Tres Leches Ube Champorado with Crispy Dried Squid

Mia Estolano-Levert
You should try this indulgent and fun take on the traditional Champorado, ube-based with three types of milk and crispy squid topping. Colorful breakfast or snack, this can be consumed warm on cold days or chilled to ward off the heat. The saltiness and crisp of the dried squid complements the luscious sweet and creamy ube rice porridge.
Cook Time 45 mins
Course Breakfast, Snack
Cuisine Filipino
Servings 6


  • 1 cup glutinous rice (or regular white rice) washed until clear water runs
  • 5 cups water
  • 1 cup ube jam or halaya
  • 2 oz velveeta cheese, cut into cubes or shredded
  • 1 tsp ube flavoring optional
  • 1/4 cup sugar + more to taste

For serving:

  • evaporated milk
  • regular milk or half and half
  • Powdered Sweet Buttermilk or regualr powdered milk


  • 1. Put washed rice and 2 cups of water in a heavy bottom pot or a nostick pot on medium heat. Let it come to a simmer. Stir ocassionally to keep rice from sticking to the bottom.

= = = = =

Name each ingredient in the champorado recipe's list that comes before "For serving:", without the amounts.

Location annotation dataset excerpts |
= = = = =

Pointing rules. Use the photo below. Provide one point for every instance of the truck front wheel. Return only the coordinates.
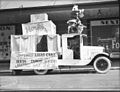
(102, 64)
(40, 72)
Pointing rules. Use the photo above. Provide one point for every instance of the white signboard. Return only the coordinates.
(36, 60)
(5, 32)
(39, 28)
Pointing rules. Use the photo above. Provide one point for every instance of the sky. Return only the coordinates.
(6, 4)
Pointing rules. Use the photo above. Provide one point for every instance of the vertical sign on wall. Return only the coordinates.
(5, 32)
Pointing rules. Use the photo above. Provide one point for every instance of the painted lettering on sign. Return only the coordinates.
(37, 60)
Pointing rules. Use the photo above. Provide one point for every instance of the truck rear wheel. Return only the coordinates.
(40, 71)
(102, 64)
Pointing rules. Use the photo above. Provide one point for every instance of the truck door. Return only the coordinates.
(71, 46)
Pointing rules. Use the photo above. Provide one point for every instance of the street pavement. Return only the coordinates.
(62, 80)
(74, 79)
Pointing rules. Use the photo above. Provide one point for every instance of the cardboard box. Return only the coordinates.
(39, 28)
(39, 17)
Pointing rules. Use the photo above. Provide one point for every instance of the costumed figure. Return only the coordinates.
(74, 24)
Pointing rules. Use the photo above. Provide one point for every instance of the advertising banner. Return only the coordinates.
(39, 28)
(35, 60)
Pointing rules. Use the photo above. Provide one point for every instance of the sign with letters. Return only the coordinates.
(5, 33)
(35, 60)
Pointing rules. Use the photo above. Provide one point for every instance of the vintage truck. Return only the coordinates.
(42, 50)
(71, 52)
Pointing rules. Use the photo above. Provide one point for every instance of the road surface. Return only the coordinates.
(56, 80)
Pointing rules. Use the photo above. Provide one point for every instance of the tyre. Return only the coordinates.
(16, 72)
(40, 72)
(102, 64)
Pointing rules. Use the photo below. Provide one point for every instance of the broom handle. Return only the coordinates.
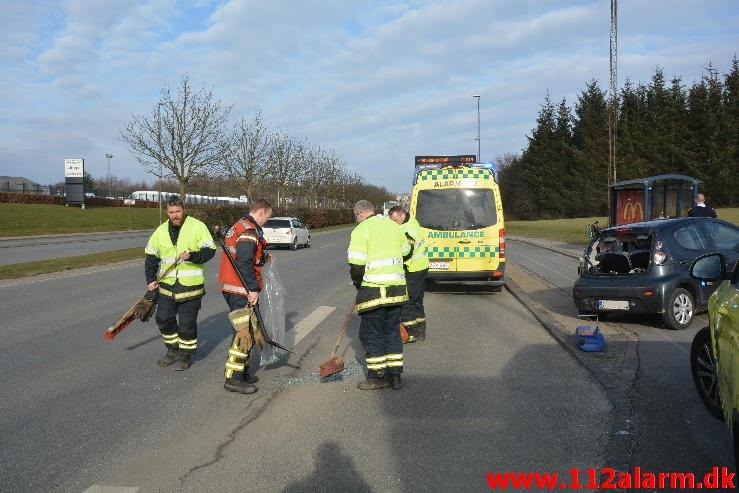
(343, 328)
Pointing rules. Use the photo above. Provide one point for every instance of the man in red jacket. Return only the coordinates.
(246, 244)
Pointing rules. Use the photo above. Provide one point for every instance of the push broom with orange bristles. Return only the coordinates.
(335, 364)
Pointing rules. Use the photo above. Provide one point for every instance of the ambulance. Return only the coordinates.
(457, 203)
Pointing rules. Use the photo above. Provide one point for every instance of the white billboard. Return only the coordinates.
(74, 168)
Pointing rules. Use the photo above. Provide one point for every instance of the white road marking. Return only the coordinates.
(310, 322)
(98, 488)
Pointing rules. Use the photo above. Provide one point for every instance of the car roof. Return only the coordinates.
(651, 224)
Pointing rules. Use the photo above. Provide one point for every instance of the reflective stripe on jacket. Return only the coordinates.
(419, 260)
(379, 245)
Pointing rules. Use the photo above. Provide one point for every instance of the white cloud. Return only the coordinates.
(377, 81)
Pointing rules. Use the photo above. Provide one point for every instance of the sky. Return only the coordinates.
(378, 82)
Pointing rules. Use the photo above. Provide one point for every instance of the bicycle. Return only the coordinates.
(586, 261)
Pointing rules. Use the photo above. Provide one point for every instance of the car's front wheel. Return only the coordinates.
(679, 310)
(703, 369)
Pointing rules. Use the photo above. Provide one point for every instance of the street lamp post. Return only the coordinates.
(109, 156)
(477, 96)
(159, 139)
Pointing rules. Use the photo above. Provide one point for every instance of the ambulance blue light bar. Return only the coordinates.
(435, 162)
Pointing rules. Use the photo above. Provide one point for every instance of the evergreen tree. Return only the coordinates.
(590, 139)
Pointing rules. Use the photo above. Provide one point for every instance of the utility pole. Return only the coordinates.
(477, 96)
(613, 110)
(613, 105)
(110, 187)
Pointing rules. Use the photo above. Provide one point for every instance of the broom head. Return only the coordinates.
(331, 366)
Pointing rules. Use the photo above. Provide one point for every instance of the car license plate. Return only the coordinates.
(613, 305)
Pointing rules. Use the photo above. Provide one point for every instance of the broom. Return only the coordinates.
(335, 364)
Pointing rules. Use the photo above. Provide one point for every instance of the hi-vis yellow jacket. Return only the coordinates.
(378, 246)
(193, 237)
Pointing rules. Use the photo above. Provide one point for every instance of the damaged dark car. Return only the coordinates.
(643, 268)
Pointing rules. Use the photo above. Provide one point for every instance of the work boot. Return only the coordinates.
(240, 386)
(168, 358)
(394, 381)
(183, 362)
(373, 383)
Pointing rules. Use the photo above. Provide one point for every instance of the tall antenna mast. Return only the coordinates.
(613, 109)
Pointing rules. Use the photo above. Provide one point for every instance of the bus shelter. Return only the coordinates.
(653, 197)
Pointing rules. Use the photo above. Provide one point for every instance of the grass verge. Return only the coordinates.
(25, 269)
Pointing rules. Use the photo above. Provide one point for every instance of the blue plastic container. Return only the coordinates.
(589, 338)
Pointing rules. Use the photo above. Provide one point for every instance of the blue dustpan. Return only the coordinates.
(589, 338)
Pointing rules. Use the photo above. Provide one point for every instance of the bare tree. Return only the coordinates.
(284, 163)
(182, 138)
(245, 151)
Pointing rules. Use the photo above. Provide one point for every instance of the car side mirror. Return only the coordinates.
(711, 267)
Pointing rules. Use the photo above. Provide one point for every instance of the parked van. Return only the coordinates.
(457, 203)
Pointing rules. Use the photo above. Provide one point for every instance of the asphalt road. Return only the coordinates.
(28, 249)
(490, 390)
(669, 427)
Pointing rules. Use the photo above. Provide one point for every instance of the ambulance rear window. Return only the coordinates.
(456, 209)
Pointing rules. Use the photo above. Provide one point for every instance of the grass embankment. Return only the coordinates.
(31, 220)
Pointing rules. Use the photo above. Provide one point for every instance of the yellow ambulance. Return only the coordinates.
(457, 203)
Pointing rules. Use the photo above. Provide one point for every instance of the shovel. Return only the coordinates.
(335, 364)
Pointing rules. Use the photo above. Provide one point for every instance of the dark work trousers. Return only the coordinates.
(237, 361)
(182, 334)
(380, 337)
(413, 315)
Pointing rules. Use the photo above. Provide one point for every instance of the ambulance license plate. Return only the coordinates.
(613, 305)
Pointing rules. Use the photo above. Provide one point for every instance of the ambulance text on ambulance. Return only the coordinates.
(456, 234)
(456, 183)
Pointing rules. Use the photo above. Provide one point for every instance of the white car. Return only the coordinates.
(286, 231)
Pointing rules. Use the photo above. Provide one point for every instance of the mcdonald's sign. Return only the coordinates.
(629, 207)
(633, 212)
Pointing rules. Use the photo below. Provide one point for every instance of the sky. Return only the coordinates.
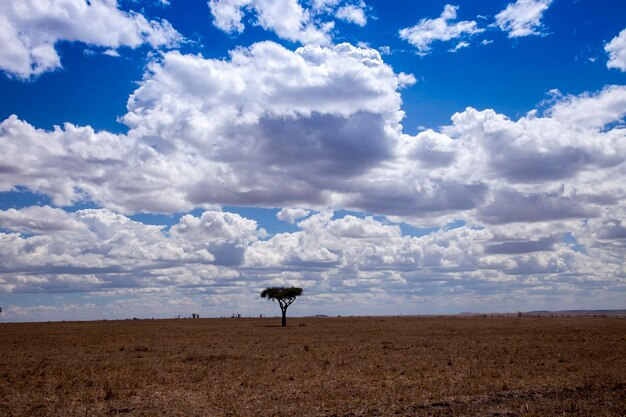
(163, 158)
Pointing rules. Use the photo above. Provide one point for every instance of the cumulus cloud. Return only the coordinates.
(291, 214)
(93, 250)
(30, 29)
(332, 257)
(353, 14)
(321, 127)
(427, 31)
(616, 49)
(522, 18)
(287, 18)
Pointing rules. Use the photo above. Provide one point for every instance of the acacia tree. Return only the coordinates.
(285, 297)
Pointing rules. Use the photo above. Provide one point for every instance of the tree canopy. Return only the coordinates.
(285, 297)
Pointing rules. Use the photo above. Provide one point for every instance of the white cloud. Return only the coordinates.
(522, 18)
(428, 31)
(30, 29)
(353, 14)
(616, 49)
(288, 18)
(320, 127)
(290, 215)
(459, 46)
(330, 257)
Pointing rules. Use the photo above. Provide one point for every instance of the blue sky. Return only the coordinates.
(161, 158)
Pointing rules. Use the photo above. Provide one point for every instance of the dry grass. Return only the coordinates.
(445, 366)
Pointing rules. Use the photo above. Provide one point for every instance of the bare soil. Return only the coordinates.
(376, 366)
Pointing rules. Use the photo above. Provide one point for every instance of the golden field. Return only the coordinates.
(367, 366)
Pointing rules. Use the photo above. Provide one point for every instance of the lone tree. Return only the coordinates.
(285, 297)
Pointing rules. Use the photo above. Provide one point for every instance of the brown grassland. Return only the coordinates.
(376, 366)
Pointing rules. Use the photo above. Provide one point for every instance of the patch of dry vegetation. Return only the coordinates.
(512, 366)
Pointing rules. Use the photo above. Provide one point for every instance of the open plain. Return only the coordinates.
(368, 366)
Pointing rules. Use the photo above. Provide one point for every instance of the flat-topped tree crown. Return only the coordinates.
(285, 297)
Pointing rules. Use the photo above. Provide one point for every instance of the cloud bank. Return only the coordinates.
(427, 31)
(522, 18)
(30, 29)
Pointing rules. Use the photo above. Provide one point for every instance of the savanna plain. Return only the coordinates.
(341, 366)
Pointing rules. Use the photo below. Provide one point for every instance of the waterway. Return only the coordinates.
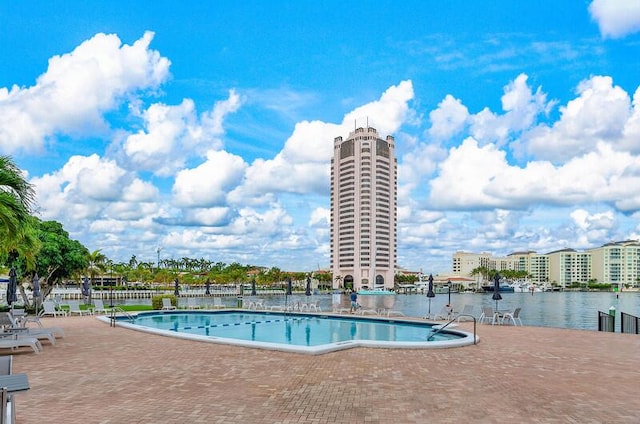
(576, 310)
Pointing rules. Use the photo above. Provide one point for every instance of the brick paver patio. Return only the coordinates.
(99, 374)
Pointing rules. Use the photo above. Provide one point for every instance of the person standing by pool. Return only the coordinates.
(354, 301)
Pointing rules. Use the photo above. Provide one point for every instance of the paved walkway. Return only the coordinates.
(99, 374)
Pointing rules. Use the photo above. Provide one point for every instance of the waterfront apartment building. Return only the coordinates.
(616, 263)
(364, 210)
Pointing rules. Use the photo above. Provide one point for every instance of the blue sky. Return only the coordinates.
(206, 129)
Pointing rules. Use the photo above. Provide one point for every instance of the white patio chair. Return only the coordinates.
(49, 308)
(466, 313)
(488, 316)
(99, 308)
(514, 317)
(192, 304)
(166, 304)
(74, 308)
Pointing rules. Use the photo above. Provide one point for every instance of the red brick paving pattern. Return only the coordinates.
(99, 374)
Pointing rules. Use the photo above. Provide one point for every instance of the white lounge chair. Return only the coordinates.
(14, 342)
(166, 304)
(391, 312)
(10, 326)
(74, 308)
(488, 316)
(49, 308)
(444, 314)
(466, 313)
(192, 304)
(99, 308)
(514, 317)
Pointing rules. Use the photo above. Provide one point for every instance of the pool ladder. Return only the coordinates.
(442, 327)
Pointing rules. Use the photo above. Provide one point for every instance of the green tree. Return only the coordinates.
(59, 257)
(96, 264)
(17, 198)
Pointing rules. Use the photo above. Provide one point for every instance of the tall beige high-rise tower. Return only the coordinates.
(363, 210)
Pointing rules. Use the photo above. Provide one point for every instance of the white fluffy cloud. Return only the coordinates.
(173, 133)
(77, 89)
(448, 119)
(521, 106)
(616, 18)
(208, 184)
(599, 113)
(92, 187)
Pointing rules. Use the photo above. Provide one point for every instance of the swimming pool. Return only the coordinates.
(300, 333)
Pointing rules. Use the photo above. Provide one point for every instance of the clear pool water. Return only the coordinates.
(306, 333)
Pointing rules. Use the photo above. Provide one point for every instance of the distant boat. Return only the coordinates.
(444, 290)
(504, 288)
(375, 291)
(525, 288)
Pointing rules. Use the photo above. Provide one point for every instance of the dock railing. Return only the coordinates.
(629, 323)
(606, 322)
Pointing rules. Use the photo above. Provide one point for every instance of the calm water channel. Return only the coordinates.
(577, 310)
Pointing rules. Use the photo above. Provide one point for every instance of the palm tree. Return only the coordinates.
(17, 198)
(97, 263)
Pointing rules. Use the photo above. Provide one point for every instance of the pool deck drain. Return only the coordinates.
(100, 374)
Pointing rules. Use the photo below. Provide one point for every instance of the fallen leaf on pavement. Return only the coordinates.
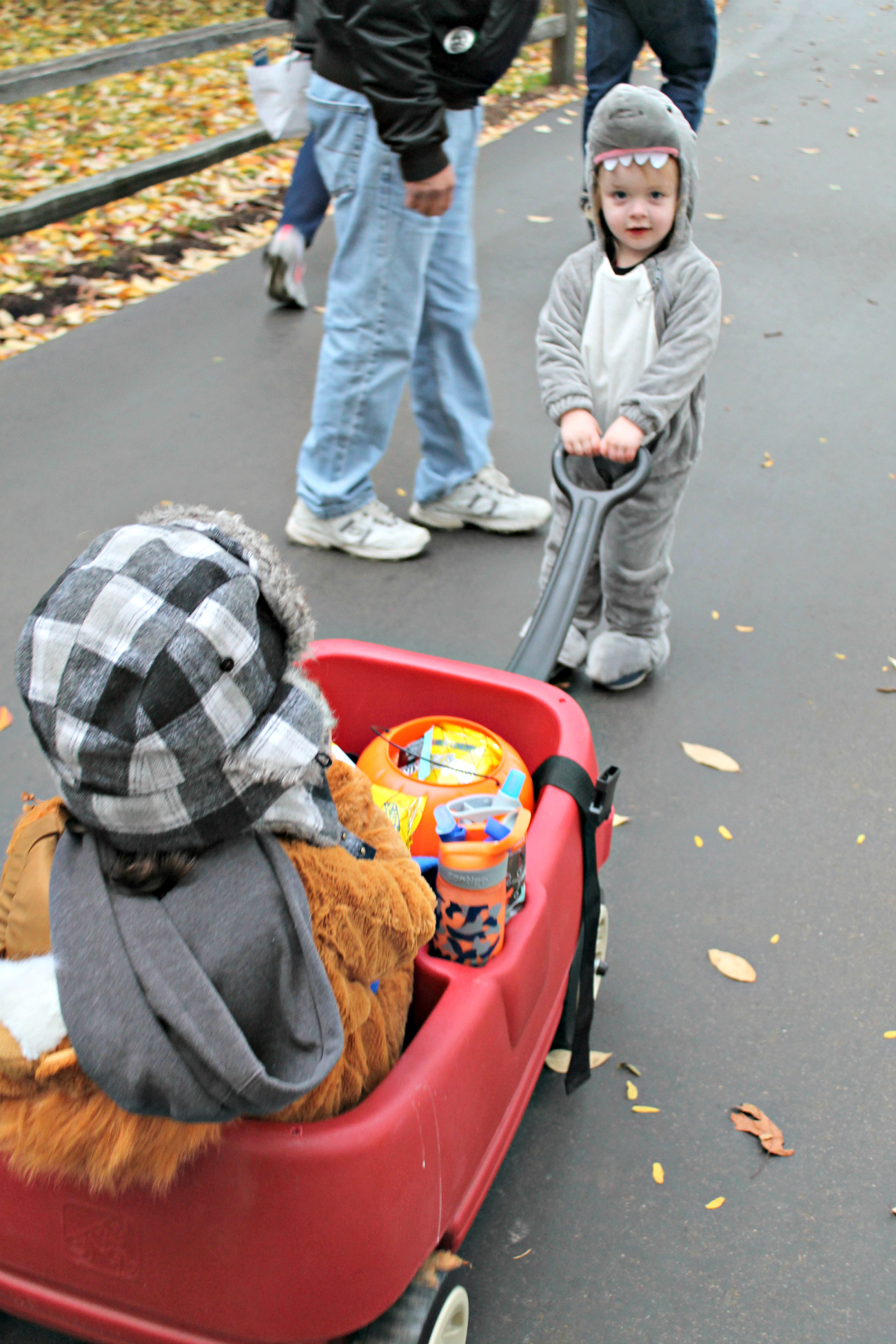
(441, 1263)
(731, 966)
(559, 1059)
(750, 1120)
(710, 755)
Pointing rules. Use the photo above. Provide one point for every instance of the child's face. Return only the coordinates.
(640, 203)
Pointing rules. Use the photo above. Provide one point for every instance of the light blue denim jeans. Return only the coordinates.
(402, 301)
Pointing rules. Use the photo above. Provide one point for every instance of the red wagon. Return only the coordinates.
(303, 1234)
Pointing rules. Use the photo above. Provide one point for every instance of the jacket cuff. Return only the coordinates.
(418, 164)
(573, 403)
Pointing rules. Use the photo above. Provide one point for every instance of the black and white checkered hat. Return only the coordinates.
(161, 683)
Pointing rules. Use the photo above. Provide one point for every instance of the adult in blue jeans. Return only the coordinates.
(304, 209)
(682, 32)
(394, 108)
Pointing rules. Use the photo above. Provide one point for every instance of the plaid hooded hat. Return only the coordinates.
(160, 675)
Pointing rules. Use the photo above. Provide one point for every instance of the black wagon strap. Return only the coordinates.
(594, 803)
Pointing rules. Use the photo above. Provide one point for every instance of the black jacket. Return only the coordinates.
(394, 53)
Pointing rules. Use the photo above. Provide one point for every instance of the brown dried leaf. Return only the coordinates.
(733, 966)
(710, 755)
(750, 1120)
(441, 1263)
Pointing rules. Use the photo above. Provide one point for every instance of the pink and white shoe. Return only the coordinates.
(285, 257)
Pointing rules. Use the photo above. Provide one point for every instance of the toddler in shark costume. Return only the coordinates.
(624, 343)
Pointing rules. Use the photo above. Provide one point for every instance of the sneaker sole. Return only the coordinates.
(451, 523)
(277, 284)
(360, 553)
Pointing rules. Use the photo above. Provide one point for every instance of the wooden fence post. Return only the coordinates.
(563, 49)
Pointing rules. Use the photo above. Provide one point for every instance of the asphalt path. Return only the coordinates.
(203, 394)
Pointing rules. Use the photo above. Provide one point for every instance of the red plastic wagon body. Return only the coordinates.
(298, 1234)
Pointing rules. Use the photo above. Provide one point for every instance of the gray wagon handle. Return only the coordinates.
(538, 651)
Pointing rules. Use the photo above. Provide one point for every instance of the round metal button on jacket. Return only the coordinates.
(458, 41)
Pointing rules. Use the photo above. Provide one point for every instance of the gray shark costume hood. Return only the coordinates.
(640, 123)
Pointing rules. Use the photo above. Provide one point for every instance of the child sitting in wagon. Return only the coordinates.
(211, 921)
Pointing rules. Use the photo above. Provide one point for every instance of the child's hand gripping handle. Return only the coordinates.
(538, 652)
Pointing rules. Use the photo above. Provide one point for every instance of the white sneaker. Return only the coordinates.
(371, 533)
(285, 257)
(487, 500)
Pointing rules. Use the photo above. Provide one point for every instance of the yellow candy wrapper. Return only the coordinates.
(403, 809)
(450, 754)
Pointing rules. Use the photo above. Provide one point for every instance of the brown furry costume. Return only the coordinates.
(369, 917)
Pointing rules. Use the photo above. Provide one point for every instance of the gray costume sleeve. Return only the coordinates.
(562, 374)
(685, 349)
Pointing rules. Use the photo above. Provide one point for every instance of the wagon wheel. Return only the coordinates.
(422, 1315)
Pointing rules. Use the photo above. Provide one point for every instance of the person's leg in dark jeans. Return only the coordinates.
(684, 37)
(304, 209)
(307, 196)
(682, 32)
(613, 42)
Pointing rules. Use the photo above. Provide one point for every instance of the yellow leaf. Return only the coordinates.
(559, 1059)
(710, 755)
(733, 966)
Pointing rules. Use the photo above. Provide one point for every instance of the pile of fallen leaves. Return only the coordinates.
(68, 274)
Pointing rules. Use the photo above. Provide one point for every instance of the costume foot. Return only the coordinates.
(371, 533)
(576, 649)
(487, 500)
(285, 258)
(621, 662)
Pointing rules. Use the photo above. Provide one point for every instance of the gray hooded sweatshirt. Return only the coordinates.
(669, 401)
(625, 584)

= = = = =

Task output |
- Glutinous rice (or regular white rice)
- Water
- Ube jam or halaya
- Velveeta cheese
- Ube flavoring
- Sugar